GIVEN INFORMATION ::
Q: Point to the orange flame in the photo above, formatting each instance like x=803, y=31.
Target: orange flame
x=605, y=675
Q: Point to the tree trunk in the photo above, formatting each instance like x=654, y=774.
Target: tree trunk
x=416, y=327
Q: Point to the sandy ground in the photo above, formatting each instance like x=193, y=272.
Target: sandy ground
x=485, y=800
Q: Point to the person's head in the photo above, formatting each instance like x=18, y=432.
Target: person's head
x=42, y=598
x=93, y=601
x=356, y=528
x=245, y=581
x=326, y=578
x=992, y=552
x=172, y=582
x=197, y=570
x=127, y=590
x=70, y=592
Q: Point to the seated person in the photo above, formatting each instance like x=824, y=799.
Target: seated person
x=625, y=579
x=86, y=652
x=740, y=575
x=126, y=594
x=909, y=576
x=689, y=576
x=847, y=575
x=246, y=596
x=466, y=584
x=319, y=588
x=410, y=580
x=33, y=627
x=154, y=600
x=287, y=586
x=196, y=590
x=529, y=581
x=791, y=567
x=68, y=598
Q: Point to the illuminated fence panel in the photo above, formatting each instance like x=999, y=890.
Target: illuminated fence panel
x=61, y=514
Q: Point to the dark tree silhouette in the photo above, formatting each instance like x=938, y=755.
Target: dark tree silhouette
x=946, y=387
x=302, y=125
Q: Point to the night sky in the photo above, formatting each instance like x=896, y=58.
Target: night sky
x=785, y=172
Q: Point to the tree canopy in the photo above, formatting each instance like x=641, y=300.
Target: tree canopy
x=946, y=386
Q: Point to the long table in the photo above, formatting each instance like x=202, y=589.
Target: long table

EXERCISE PROMPT :: Put the lines above into a numbered list, from the line containing "Q: Point to the sandy" through the end of the records, with both ends included and any blank lines left out.

RESULT OF THE TASK ::
1. Q: Point to the sandy ground in the photo above, formatting each instance like x=193, y=272.
2. Target: sandy ground
3. x=485, y=800
4. Q: Point to the person's head in the photo above, formatting each instance like x=18, y=432.
5. Target: person's head
6. x=42, y=598
7. x=93, y=601
8. x=356, y=528
9. x=245, y=581
10. x=326, y=578
11. x=992, y=552
12. x=172, y=582
13. x=197, y=570
14. x=127, y=590
15. x=70, y=592
16. Q: Point to the seated person in the photo above, formatting each instance like x=824, y=799.
17. Target: seated person
18. x=625, y=579
19. x=86, y=652
20. x=740, y=575
21. x=126, y=594
22. x=909, y=576
23. x=689, y=576
24. x=847, y=575
25. x=246, y=596
26. x=466, y=584
27. x=319, y=588
28. x=410, y=580
29. x=33, y=627
30. x=154, y=600
31. x=287, y=586
32. x=196, y=590
33. x=529, y=581
34. x=791, y=567
35. x=68, y=598
36. Q: Point to the illuminated fence panel in the photo above, formatting each instance like x=999, y=890.
37. Target: illuminated fence panel
38. x=61, y=514
39. Q: Point to the dark tree silhouette in the photo above, formatting each instance like x=938, y=755.
40. Target: dark tree silhouette
41. x=946, y=387
42. x=302, y=125
43. Q: Point to the night sky in the photo above, formatting each instance like x=896, y=58.
44. Target: night sky
45. x=785, y=172
46. Q: Point to the tree canopy in the photo above, formatting each instance like x=641, y=300.
47. Target: tree canopy
48. x=946, y=386
49. Q: Point to the long table in the photo above, formatting each instance like x=202, y=589.
50. Target: long table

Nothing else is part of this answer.